Tasks>
A – In the forum thread on PWM level conversion, what wiring layout is recommended for connecting the GND lines of each device?
B – Continue the forum thread on PWM level conversion from its last line.

Page text>
↓↓↓

Transforming a PWM signal correctly

Hi All,

As part of a larger project, I'm wondering if the connections in the screenshot will cause any problems with common power connections. I'm not proficient in using logic level converters.


I want to get a 1500us PWM signal out of the microcontroller wiht 3.3v logic levels feeding into a flight controller expecting 5 volts. A high voltage battery is running through a BEC to create a 5V source. The 5V is going into the microcontroller (which accepts a 5V power input). I PWM signal coming out of the MCU is 3.3v logic level so I'm using a generic logic level converter to go back up to a 5V output signal.

Is there an issue sharing the power lines coming from the BEC as both the input to the MCU, and the step-up voltage on the converter? Secondly, is this the best or easiest way to get a 5V PWM signal from a 3.3v MCU?

Thanks. Russell.

Typically, power is wired so that all GND lines from each device are connected to a single point, as close to the power supply as possible (star topology). They also do the 5V line.
Power Supply Lines-2
If it is a low-current device like a 3.3V-5V level converter, you can connect it to the controller.
Power Supply Lines-3
Often both GND lines (5V GND and 3.3V GND) of the level converter are already connected to each other, there is no need to connect each of them to GND of the power supply.
Some of them have no GND pin at all.
Bi-Directional Logic Level Converter

Try to avoid a ring topology like your schematic.

More about level conversion How to interface a 3.3V output to a 5V input

+1, heed @Boffin’s advices on ground connections.

↑↑↑

Data supplied>
↓↓↓

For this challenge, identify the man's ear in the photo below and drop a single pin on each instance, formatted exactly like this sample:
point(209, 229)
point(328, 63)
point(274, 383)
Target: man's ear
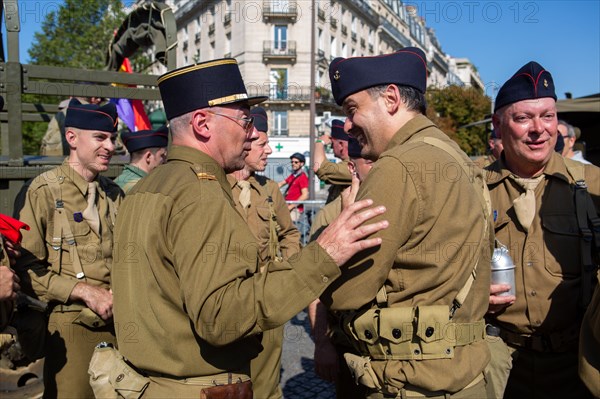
point(496, 123)
point(71, 137)
point(391, 98)
point(200, 123)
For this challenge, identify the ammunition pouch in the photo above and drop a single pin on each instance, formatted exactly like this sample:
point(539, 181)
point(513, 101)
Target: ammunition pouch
point(421, 333)
point(360, 368)
point(112, 377)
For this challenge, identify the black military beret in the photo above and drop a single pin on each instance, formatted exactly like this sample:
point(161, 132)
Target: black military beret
point(299, 157)
point(203, 85)
point(354, 148)
point(406, 67)
point(337, 130)
point(91, 116)
point(136, 141)
point(261, 121)
point(530, 82)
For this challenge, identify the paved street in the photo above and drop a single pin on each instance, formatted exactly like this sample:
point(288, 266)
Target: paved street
point(298, 379)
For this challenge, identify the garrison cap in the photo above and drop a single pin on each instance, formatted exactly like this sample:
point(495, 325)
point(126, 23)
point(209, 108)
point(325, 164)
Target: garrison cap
point(91, 116)
point(299, 157)
point(354, 148)
point(203, 85)
point(261, 121)
point(142, 139)
point(530, 82)
point(406, 67)
point(337, 130)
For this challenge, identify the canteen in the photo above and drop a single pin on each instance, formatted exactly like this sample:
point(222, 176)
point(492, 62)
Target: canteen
point(503, 270)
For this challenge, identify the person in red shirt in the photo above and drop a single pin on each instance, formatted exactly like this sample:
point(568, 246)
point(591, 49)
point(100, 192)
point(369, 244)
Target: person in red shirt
point(297, 185)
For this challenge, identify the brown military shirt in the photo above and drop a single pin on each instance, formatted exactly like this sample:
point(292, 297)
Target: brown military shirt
point(187, 296)
point(258, 216)
point(432, 245)
point(548, 256)
point(51, 271)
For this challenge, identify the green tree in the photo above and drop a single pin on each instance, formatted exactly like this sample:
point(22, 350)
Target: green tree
point(456, 106)
point(77, 35)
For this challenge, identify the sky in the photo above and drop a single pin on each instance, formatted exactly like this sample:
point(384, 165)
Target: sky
point(497, 36)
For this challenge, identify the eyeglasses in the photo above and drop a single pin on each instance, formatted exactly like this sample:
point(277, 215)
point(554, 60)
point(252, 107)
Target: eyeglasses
point(248, 122)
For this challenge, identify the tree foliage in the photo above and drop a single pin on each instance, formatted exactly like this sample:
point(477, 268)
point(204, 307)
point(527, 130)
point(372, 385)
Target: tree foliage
point(456, 106)
point(76, 34)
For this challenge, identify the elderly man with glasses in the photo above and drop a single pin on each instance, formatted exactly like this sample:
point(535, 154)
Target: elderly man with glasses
point(188, 282)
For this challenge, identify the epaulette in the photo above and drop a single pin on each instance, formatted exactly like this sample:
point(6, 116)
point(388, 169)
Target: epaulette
point(205, 176)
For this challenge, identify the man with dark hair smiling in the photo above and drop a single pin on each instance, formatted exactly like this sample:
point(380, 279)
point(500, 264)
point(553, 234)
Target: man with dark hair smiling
point(544, 209)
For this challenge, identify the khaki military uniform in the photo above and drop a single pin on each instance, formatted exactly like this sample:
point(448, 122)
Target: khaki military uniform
point(484, 160)
point(266, 202)
point(52, 273)
point(543, 324)
point(336, 174)
point(589, 345)
point(129, 177)
point(187, 280)
point(438, 234)
point(326, 215)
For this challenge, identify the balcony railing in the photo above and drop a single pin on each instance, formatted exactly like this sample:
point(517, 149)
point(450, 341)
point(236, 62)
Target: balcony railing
point(277, 9)
point(279, 50)
point(294, 93)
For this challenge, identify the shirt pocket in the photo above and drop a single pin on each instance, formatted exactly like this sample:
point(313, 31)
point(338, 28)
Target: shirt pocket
point(562, 251)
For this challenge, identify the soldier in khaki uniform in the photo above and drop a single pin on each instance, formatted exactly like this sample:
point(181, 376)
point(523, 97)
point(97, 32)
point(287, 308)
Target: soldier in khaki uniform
point(330, 344)
point(148, 149)
point(261, 204)
point(336, 174)
point(414, 308)
point(190, 286)
point(537, 215)
point(67, 254)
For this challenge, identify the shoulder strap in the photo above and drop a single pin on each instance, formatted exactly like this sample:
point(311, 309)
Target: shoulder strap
point(274, 228)
point(62, 227)
point(590, 237)
point(60, 121)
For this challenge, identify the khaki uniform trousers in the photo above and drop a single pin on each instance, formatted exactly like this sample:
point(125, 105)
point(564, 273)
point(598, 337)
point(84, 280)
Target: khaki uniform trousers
point(474, 390)
point(545, 375)
point(266, 367)
point(69, 349)
point(161, 388)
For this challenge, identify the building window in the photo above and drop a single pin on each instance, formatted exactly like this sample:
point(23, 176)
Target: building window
point(333, 46)
point(280, 37)
point(278, 84)
point(280, 123)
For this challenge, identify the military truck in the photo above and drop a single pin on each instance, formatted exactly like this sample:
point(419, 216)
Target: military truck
point(149, 26)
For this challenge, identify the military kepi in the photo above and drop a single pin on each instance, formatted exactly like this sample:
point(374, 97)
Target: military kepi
point(530, 82)
point(261, 122)
point(406, 67)
point(142, 139)
point(92, 116)
point(337, 130)
point(203, 85)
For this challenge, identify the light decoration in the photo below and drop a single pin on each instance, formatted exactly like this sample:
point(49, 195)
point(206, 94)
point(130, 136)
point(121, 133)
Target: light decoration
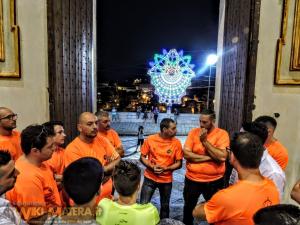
point(171, 74)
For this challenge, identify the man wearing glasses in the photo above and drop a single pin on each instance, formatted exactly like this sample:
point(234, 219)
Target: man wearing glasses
point(35, 193)
point(9, 138)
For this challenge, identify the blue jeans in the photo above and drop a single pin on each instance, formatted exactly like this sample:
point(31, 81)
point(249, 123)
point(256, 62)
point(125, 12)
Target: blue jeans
point(165, 189)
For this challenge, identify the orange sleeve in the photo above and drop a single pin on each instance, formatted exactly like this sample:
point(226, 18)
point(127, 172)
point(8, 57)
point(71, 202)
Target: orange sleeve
point(189, 143)
point(215, 209)
point(71, 154)
point(30, 205)
point(179, 152)
point(223, 141)
point(145, 147)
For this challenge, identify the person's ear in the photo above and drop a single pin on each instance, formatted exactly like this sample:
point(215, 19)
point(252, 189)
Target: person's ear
point(34, 150)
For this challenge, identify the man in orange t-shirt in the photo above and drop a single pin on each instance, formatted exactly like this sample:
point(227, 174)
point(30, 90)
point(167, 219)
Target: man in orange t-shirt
point(35, 193)
point(90, 144)
point(238, 203)
point(56, 162)
point(9, 138)
point(205, 153)
point(274, 147)
point(106, 131)
point(161, 154)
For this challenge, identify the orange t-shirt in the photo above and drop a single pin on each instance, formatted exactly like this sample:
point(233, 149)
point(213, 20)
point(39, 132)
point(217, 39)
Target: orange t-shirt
point(100, 149)
point(161, 152)
point(279, 153)
point(12, 143)
point(238, 203)
point(35, 191)
point(205, 171)
point(113, 137)
point(56, 162)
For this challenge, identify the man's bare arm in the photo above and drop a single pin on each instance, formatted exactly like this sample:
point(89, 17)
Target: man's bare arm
point(193, 157)
point(199, 212)
point(121, 151)
point(295, 194)
point(174, 166)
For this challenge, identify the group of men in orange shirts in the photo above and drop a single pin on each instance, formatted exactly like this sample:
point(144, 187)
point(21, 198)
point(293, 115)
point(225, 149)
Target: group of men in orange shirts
point(204, 151)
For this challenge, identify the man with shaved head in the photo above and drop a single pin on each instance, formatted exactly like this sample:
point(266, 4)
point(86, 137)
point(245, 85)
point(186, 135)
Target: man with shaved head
point(9, 138)
point(90, 144)
point(106, 131)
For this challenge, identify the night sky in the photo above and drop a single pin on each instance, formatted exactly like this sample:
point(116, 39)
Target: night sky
point(130, 32)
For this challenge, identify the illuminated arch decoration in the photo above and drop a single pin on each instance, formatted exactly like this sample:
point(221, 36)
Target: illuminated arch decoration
point(171, 74)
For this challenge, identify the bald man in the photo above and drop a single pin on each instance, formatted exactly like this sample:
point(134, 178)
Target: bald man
point(90, 144)
point(106, 131)
point(9, 138)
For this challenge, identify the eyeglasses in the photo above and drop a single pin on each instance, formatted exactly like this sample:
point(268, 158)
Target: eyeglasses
point(10, 117)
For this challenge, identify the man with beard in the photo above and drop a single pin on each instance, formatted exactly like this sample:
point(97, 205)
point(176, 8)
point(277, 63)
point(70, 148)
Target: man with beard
point(9, 138)
point(57, 160)
point(161, 154)
point(205, 153)
point(89, 144)
point(106, 131)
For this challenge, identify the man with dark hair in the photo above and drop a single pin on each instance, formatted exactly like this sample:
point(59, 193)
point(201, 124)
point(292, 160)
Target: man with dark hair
point(35, 193)
point(126, 177)
point(8, 176)
point(9, 138)
point(274, 147)
point(89, 144)
point(106, 131)
point(278, 215)
point(87, 171)
point(268, 166)
point(161, 154)
point(237, 204)
point(205, 153)
point(56, 162)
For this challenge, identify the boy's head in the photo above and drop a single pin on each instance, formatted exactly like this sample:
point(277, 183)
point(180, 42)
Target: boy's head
point(82, 179)
point(126, 177)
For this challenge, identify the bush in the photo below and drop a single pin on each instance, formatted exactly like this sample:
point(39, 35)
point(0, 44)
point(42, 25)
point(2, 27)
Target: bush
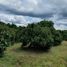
point(5, 41)
point(57, 38)
point(37, 36)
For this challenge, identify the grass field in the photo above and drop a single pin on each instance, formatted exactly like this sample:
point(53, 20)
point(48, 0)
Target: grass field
point(14, 57)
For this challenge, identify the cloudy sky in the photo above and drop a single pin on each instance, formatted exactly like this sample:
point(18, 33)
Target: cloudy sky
point(22, 12)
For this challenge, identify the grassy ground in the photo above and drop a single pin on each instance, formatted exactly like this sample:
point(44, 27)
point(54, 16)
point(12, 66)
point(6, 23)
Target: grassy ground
point(14, 57)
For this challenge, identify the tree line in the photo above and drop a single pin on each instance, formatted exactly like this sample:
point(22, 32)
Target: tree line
point(41, 35)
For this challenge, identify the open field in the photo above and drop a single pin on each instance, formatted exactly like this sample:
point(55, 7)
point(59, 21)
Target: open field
point(14, 57)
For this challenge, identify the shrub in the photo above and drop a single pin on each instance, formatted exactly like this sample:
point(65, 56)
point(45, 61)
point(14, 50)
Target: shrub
point(5, 41)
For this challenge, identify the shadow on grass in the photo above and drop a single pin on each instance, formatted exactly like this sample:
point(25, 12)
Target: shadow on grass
point(35, 50)
point(31, 50)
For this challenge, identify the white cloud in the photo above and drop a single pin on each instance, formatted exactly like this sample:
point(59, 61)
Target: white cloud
point(26, 11)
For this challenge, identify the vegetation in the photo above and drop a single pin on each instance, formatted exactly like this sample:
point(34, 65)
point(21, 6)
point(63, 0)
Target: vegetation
point(41, 35)
point(34, 40)
point(14, 57)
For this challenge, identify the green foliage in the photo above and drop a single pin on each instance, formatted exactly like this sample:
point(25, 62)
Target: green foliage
point(64, 34)
point(57, 38)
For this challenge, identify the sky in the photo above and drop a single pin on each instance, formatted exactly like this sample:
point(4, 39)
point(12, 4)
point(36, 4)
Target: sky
point(23, 12)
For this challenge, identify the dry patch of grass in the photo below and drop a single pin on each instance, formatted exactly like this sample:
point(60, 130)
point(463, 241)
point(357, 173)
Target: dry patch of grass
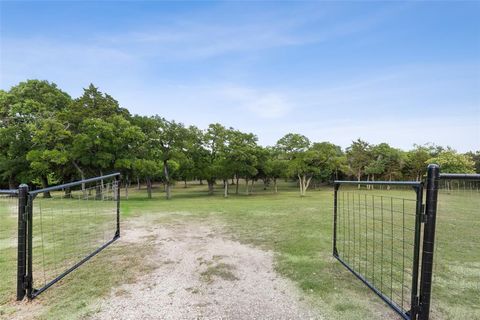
point(220, 270)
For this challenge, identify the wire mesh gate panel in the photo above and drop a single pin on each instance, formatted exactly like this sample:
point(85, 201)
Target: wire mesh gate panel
point(70, 225)
point(456, 267)
point(8, 244)
point(377, 235)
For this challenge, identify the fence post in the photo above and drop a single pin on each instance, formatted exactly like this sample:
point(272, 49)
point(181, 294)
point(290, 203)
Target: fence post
point(22, 241)
point(433, 175)
point(117, 191)
point(29, 276)
point(335, 200)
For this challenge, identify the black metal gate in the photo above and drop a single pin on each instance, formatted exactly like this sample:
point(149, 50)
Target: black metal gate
point(59, 232)
point(378, 237)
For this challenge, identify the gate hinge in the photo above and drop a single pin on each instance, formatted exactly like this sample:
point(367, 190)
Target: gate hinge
point(415, 308)
point(423, 215)
point(27, 279)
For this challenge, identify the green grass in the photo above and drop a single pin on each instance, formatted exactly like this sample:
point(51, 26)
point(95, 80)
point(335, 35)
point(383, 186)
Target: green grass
point(299, 231)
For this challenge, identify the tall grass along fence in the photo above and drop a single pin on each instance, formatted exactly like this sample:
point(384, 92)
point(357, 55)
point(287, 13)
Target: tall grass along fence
point(384, 233)
point(44, 238)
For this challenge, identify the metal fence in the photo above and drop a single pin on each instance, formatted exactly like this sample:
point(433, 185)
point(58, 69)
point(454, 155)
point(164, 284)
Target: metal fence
point(388, 241)
point(56, 233)
point(376, 236)
point(8, 244)
point(456, 265)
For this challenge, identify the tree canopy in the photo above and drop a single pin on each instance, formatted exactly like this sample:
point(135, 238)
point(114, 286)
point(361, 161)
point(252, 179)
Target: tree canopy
point(47, 137)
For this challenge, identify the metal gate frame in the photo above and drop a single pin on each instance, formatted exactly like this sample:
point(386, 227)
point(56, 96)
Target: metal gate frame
point(423, 249)
point(418, 188)
point(25, 236)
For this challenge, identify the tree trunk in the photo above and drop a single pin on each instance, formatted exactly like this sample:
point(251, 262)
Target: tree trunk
point(167, 179)
point(149, 188)
point(44, 181)
point(11, 183)
point(82, 174)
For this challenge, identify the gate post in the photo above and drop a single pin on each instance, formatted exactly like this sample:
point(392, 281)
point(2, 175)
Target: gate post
point(117, 198)
point(22, 241)
point(335, 214)
point(433, 175)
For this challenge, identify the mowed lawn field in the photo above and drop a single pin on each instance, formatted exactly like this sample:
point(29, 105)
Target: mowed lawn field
point(298, 231)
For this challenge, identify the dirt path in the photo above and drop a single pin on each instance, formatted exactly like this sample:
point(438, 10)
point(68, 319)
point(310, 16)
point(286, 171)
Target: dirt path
point(201, 275)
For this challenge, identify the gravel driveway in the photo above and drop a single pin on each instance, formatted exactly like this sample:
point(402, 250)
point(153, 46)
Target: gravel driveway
point(201, 275)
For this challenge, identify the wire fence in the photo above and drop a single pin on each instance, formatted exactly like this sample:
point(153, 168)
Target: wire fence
point(8, 244)
point(70, 226)
point(456, 269)
point(375, 239)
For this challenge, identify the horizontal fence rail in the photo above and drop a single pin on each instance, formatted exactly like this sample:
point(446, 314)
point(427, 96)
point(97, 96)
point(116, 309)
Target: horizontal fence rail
point(9, 238)
point(376, 236)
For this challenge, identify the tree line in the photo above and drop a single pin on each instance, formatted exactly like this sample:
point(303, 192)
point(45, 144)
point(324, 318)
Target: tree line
point(47, 137)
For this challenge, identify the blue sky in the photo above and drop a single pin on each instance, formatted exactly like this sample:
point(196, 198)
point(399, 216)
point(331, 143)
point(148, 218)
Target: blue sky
point(399, 72)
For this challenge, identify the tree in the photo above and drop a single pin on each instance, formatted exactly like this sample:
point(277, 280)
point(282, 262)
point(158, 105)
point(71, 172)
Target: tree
point(452, 162)
point(275, 166)
point(476, 158)
point(214, 141)
point(28, 111)
point(303, 162)
point(49, 151)
point(358, 157)
point(415, 160)
point(292, 143)
point(241, 152)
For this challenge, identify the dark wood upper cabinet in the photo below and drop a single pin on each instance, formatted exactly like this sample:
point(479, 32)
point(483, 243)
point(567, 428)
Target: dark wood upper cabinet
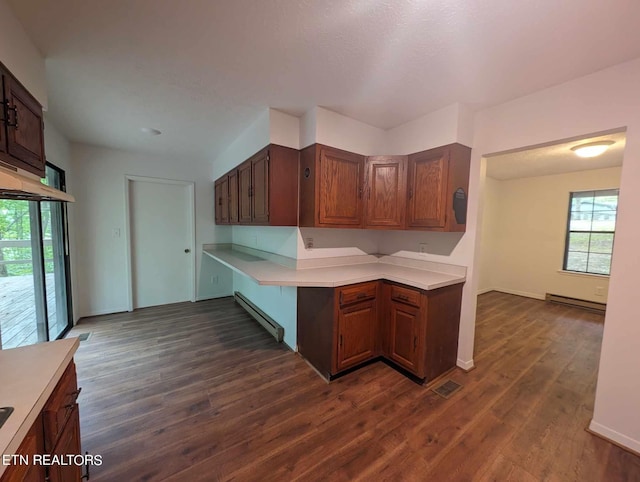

↑↑↑

Task answers>
A – A star topology, with all GND lines connected to a single point as close to the power supply as possible.

B –
But the approach is sound; I would say good and easy just because I don’t like making statements that have maxed out.

Anything you do to level shift up from 3.3 to 5 volts is going to be a few components. So the level shifter, if you only need one line, is overkill.

If it fits in your budget, money, size and weight the go for the module. Done, and done correctly.

If not, or you in the mood to spend time otherwise, the schematic of the module is available on the website linked above - you could make your own single channel level converter by stealing copying the way they do all four.

Two resistors and a mosfet, leaving how to handle it mechanically up to you. I build a tiny circuit like that on a scrap of copper clad unetched PCB, cutting traces (or more accurately speaking insulation between traces) using a razor knife.

You can get copper clad PCB so thin you can cut it with scissors, I’ve made PDBs and audio amplifiers this way, works good and would be not easy but very small and light weight.



What is the PWM signal going into? Have you tested it with 3,3V?

Thank you all for the advice.

@Boffin your explanation was very clear, I appreciate you taking the time. I’ll revise to your second topology. There are several other components in the whole system that share the common power supply, so hopefully I’ve avoided any other ring topology issues in the rest of the circuit.

@alto777 Yes the converter is overkill for one signal, but I purchased a set of five boards several years ago for about $2 and they never got used. This is all going in an RV plane as well, size size and weight is a factor,and these boards are very small and compact.

Steve you are right, I should actually check first whether I even need the shifter. The signal is passing through a multiplexer board and ultimately going to a KoPilot flight controller. Maybe 3.3v will be enough to trigger it. I did email the suppliers that exact question as I can’t find any technical specs which say exactly but haven’t heard back.

The other concern with just a bench test to see if it does work, is how close to the trigger threshold the level may be. If it worked but is borderline, then while in the air if the voltage dropped and the signal failed, I don’t want to lose control of the plane. I’ll have to double check how the failsafe will operate under those conditions.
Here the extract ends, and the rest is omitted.